# [Quoted text]
* * *

# Help photographing some "interesting" objects NSFW



## Butterman (May 11, 2019)

Hey everyone, I'm glad to join the forum and looking forward to becoming part of the community here.

I've been a part time product photographer for about 5-6 years now. I currently started a new full time position for a sex toy company as their photographer and retoucher.  I'm halfway decent with with photoshop and comp work but clear objects have always been a bit of a nemesis of mine.  Upon starting to research their website during the interview process and actually starting the position I noticed their products are so heavily photoshopped they almost always end up looking like renders which is a bit intimidating to me.

My first week starting, I was tasked with photographing some clear "pumps".  I'm okay with shooting simple glass objects like wine glasses for example (normally i'll use a speedlight from behind the object and flag the edges for some shape), however this object has writing etched into the product to show measurements like you would see in a measuring cup so to speak.  I'm having trouble understanding if I am able to really get that in camera or if it just needs to be completely photoshopped.  The other part of the problem is that the clear plastic area's of the pump that are translucent in need to be masked in PS where it is then transfered to the package design team to be put on packaging.  That means the clear glass needs to be masked out where they can place the product in front of gradients/graphics that show through the product as if it was shot with said gradient behind it I'm guessing? This is an existing photo from their website I need to create.

* * *

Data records
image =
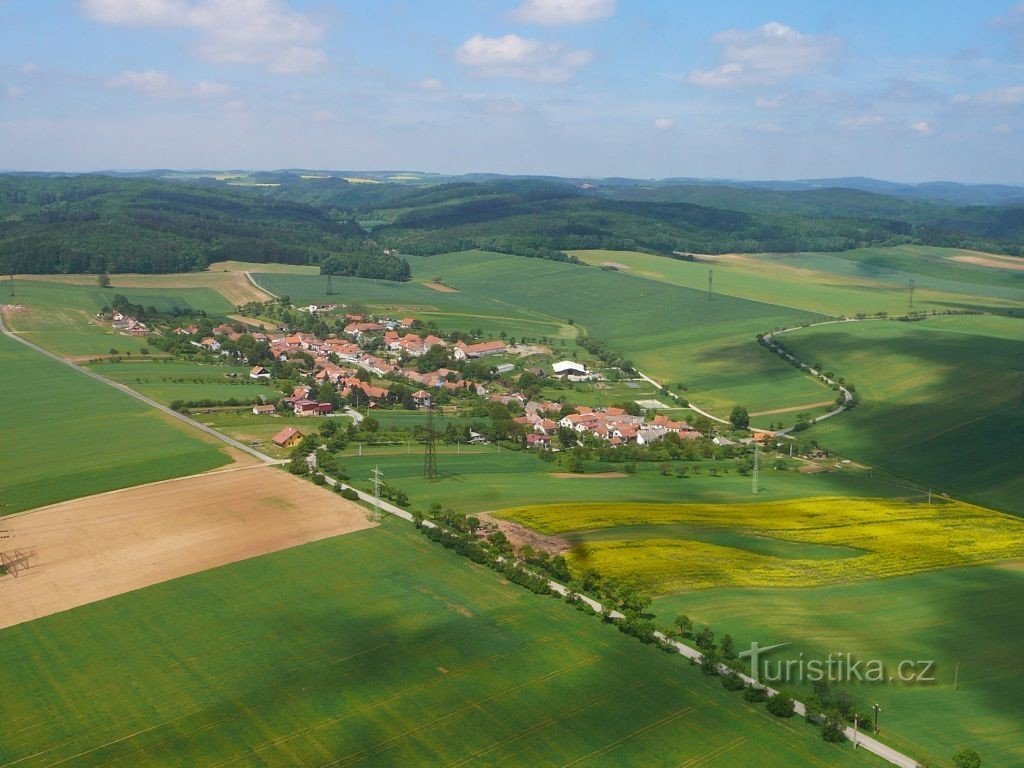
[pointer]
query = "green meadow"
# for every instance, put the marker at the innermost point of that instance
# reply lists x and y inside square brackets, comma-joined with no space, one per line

* * *

# [Exercise task 1]
Answer these questions about the forum post on photographing clear objects:
(a) How long has the poster worked as a part-time product photographer?
(b) What does the poster normally place behind a simple glass object such as a wine glass?
(c) Which team receives the masked images for use on packaging?
# [Exercise task 2]
Carry the forum post on photographing clear objects forward from the point where it stops.
The items play no part in any of this.

# [Expected output 1]
(a) About 5-6 years.
(b) A speedlight.
(c) The package design team.

# [Expected output 2]
Anyway I hope I can maybe get some help, and thanks to anyone who wants to reach out and discuss any of this with me.

Portfolio: patrick hendry
Instagram:  @Agent_Butterman


----------



## Jeff15 (May 11, 2019)

Hello and welcome...........


----------



## Butterman (May 11, 2019)

Jeff15 said:


> Hello and welcome...........


Thanks Jeff!  Nice to meet you on here.


----------



## Overread (May 13, 2019)

I can't help with the lighting issue save to wonder if a backlight or light from underneath the subject and behind (or even inside) might help highlight the markings more clearly by giving an additional angle of light to increase contrast over the markings specifically. 
Otherwise its a problem even in teh real world when clear plastic measuring containers have no colour difference on their markings. They are often more readable when filled with a coloured liquid though, so perhaps even some kind of coloured insert (paper?) could help. It wouldn't even have to travel all the way up, just part way to show a few of the markings. 

Note I've added a NSFW comment to the title since whilst there's no nudity or such the subject matter might raise some eyebrows for some, so just playing it safe (if anything it will probably get the thread more attention rather than less)


----------



## JonFZ300 (May 13, 2019)

Overread said:


> Note I've added a NSFW comment to the title since whilst there's no nudity or such the subject matter might raise some eyebrows for some, so just playing it safe (if anything it will probably get the thread more attention rather than less)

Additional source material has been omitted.